** START OF Exercise materials **
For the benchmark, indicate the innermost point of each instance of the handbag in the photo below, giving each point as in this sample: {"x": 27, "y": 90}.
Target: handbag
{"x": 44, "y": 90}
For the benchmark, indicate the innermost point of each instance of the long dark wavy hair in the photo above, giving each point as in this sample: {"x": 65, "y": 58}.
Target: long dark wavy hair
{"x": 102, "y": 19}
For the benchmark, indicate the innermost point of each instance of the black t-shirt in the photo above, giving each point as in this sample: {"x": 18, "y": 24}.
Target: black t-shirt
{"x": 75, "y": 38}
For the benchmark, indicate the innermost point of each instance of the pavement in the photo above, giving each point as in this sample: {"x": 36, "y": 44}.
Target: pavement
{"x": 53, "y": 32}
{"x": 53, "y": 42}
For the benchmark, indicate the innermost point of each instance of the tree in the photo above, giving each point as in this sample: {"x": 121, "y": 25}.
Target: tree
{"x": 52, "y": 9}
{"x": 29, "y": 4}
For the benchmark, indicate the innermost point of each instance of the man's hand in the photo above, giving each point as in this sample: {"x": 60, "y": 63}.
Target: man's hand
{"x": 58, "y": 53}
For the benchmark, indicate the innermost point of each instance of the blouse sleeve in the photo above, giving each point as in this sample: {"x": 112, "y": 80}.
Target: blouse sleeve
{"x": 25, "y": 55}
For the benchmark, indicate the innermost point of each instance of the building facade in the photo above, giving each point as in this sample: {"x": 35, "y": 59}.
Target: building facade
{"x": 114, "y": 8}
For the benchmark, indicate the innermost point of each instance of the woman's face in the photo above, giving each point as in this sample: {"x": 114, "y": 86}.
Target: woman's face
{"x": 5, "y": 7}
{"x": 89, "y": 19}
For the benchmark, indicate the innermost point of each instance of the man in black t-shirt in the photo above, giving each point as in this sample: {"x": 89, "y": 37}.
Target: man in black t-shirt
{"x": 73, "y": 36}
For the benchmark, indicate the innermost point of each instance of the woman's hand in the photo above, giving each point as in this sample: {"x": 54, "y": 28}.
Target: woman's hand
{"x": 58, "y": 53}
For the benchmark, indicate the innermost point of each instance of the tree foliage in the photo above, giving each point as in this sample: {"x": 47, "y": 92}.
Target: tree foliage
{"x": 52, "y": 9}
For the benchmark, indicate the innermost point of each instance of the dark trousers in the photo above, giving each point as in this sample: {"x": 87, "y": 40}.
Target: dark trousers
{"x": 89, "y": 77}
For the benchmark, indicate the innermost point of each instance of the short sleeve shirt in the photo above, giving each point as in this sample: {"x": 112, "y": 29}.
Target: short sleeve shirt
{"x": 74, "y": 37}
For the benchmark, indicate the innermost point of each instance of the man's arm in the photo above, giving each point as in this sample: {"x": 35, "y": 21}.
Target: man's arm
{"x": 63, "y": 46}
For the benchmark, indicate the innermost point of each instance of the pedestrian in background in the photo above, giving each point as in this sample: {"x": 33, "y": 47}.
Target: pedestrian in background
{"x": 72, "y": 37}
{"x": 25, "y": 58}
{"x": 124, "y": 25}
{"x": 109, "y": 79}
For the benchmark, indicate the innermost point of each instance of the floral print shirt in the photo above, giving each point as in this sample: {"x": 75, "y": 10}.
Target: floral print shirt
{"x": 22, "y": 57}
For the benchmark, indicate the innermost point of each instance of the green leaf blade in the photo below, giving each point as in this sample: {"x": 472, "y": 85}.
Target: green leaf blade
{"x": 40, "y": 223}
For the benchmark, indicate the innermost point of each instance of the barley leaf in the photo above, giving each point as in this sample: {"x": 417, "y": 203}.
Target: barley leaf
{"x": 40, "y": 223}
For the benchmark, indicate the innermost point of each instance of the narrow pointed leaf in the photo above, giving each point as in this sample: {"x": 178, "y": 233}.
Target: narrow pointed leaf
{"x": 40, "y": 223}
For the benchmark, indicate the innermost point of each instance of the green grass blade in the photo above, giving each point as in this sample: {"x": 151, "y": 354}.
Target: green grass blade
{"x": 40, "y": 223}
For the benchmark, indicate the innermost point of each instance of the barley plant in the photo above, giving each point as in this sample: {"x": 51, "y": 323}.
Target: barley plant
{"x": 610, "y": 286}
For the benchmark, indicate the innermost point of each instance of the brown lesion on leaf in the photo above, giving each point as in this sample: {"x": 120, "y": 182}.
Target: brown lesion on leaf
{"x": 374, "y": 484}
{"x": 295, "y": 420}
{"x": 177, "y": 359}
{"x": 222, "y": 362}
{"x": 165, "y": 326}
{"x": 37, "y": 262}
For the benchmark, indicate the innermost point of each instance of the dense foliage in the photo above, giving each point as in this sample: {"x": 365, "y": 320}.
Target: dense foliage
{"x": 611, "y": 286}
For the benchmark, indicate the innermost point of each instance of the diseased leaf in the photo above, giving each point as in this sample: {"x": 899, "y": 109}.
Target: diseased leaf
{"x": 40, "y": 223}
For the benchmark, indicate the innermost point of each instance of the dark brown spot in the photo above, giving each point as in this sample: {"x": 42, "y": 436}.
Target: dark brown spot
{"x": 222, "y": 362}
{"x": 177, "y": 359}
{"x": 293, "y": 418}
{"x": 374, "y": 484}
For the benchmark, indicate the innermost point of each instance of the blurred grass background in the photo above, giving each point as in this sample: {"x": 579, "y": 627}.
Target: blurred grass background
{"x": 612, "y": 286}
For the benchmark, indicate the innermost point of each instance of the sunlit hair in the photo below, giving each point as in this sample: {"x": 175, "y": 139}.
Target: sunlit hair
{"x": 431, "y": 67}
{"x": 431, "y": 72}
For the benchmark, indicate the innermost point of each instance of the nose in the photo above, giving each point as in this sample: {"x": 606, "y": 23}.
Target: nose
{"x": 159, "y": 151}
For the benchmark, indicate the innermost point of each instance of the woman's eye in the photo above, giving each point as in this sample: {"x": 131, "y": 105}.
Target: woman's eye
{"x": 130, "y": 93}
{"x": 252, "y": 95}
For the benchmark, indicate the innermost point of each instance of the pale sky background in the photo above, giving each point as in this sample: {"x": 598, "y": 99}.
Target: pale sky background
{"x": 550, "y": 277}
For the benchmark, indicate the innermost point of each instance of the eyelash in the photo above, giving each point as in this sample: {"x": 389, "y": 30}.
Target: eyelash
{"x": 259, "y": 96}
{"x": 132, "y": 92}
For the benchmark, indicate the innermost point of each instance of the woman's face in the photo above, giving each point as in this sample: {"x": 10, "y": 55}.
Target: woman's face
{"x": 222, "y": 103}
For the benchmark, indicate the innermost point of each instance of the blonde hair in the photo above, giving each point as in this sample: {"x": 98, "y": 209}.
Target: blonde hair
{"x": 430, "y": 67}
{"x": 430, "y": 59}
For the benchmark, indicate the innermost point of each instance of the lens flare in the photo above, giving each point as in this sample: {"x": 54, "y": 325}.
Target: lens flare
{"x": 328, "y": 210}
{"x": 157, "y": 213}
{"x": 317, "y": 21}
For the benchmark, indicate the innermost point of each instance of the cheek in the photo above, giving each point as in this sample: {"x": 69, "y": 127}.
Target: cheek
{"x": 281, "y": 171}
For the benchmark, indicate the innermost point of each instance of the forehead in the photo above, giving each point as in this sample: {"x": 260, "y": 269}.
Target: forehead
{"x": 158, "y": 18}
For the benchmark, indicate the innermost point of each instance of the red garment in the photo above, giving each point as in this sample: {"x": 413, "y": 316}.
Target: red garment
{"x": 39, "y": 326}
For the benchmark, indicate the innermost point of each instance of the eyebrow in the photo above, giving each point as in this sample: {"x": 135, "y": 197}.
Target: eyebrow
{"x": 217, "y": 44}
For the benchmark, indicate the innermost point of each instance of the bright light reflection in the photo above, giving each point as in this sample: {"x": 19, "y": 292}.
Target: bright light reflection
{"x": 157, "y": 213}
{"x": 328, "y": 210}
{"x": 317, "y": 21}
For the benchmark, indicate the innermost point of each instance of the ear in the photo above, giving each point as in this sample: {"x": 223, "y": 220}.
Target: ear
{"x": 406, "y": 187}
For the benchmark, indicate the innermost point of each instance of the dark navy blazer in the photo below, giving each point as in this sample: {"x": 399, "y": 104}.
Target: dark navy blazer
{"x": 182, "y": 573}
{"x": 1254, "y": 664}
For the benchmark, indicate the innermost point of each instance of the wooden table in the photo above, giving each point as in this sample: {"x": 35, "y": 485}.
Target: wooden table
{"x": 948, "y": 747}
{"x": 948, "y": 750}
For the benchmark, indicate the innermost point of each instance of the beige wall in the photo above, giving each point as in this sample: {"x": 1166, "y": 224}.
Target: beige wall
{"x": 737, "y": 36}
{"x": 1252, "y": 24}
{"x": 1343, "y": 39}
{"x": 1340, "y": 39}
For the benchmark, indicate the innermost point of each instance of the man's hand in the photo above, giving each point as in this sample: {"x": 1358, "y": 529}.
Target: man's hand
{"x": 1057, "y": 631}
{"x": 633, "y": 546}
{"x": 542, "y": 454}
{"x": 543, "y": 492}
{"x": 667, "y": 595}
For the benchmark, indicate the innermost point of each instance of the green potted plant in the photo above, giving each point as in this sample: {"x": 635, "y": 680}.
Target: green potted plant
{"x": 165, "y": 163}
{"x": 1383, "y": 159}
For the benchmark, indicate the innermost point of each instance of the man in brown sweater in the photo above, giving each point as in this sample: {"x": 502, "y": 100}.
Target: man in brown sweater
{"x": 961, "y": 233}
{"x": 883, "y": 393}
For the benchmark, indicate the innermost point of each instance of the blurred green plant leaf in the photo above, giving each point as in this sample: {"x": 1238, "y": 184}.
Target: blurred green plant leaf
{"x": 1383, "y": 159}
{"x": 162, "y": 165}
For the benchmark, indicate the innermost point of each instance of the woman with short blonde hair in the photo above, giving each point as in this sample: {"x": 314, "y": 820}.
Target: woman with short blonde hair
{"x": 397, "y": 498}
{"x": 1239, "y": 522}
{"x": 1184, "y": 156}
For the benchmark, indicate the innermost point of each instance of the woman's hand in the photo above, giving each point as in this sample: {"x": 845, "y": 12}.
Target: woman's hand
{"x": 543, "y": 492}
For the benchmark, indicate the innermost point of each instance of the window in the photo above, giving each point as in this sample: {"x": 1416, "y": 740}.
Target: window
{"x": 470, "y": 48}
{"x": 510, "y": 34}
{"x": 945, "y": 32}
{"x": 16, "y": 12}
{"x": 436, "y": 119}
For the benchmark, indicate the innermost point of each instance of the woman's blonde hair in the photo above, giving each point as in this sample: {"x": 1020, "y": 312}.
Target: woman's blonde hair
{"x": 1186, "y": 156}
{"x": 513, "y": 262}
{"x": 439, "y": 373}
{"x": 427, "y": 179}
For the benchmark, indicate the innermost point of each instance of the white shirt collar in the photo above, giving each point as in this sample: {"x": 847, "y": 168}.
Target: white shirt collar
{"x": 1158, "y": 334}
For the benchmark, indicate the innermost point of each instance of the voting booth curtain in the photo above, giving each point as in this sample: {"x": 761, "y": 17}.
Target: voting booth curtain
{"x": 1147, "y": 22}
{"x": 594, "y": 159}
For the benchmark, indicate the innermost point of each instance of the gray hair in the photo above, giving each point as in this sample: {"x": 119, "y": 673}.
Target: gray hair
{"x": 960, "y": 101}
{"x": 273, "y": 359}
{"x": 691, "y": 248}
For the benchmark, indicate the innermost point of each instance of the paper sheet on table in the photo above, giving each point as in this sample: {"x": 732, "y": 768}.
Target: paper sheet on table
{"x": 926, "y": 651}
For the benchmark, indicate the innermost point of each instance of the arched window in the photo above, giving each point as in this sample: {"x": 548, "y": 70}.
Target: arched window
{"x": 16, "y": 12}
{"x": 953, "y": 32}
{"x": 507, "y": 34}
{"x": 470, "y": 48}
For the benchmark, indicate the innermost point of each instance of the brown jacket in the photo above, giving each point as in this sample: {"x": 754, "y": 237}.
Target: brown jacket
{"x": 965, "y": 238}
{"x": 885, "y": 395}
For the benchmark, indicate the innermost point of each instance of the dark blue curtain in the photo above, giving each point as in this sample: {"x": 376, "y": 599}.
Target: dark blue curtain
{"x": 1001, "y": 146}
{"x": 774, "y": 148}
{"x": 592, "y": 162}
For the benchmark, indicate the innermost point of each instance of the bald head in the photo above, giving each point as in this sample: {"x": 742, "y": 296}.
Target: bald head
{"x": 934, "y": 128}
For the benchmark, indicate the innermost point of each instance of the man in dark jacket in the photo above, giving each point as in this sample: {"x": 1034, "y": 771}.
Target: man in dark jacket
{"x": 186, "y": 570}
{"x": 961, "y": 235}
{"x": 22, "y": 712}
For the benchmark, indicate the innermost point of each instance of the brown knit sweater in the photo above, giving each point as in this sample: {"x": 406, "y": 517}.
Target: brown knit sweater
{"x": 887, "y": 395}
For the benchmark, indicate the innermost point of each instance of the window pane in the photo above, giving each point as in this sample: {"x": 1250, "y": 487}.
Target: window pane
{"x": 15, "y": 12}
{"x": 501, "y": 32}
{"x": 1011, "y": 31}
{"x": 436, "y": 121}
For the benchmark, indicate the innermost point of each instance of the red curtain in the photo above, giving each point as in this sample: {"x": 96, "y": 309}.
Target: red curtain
** END OF Exercise materials **
[Task requirements] From the line containing "the brown knit" down to the final line of the data, write out every line exactly; both the first and last of these belong in your answer, and nothing else does.

[Expected answer]
For the benchmark, indicate the innermost point of each instance of the brown knit sweater in the photo above, giving each point as in this sample: {"x": 406, "y": 517}.
Target: brown knit sweater
{"x": 887, "y": 395}
For the benchmark, indicate the innermost point of each instance of the window pane in the photo above, giving each point as in this sample: {"x": 1250, "y": 487}.
Target: window pane
{"x": 15, "y": 12}
{"x": 501, "y": 32}
{"x": 1011, "y": 31}
{"x": 436, "y": 121}
For the benchmark, indicate the innermost point of each instance of the red curtain in the photo above, giving each point as in this sample: {"x": 96, "y": 309}.
Target: red curtain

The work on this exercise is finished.